> **Schriftliche Aufgabe 1**:
Prüfen Sie, ob die Aussagen (a), (b) und (c) mit dem Textabschnitt über die deutsche Faustballmeisterschaft übereinstimmen. Antworten Sie jeweils mit Ja oder Nein und zitieren Sie die entscheidenden Worte des Textes wörtlich.
(a) Der TSV Dennach stand bei der Siegerehrung ganz oben.
(b) Der TSV Calw ging als Süd-Meister in die Meisterschaft.
(c) Ein Verein aus dem Norden belegte den dritten Platz.
> **Schriftliche Aufgabe 2**:
Übertragen Sie aus dem Textabschnitt über die deutsche Faustballmeisterschaft den Teil von „Foto: Bernhard Kaiser“ bis „Hallen-DM-Neuling MTV Wangersen.“ wortgetreu.
> **Schriftliche Aufgabe 3**:
Welcher Verein war laut dem Textabschnitt über die deutsche Faustballmeisterschaft Titelverteidiger?

17.02.2025
Unsere Faustballfrauen holen nach einem doppelten Comeback das Maximum aus der Bundesliga-Saison: Platz 2 bei der deutschen Meisterschaft!
Foto: Bernhard Kaiser
Das war eine faustdicke Überraschung am Sonntagnachmittag: Nicht, dass der TSV Dennach – als World Tour Finals- und EFA Champions Cup-Sieger sowie Süd-Meister beim Heimturnier in Neuenbürg klar favorisiert – bei der Siegerehrung der deutschen Meisterschaft auf dem oberen Podest stand. Die Überraschung war aufgrund der Vorgeschichte vielmehr, dass der Süd-Dritte TSV Calw Silber gewann und sich von seinen Fans unter den 400 Zuschauern verdient hochleben lassen durfte. Die Nordvereine gingen leer aus, da der TV Segnitz als Dritter den Süd-Triumph komplettierte. Bitter für Titelverteidiger TV Jahn Schneverdingen, den erfolgverwöhnten Ahlhorner SV und Hallen-DM-Neuling MTV Wangersen.

> **Auszug Datensatz**:
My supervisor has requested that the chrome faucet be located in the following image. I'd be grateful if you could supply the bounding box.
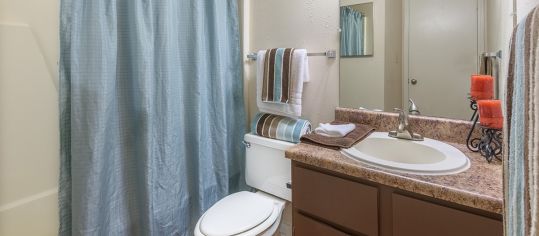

> **Erwartete Antwort 1**:
(a) Ja: „bei der Siegerehrung der deutschen Meisterschaft auf dem oberen Podest stand“
(b) Nein: „der Süd-Dritte TSV Calw“
(c) Nein: „Die Nordvereine gingen leer aus, da der TV Segnitz als Dritter den Süd-Triumph komplettierte.“

> **Erwartete Antwort 2**:
Foto: Bernhard Kaiser
Das war eine faustdicke Überraschung am Sonntagnachmittag: Nicht, dass der TSV Dennach – als World Tour Finals- und EFA Champions Cup-Sieger sowie Süd-Meister beim Heimturnier in Neuenbürg klar favorisiert – bei der Siegerehrung der deutschen Meisterschaft auf dem oberen Podest stand. Die Überraschung war aufgrund der Vorgeschichte vielmehr, dass der Süd-Dritte TSV Calw Silber gewann und sich von seinen Fans unter den 400 Zuschauern verdient hochleben lassen durfte. Die Nordvereine gingen leer aus, da der TV Segnitz als Dritter den Süd-Triumph komplettierte. Bitter für Titelverteidiger TV Jahn Schneverdingen, den erfolgverwöhnten Ahlhorner SV und Hallen-DM-Neuling MTV Wangersen.

> **Erwartete Antwort 3**:
Titelverteidiger war der TV Jahn Schneverdingen.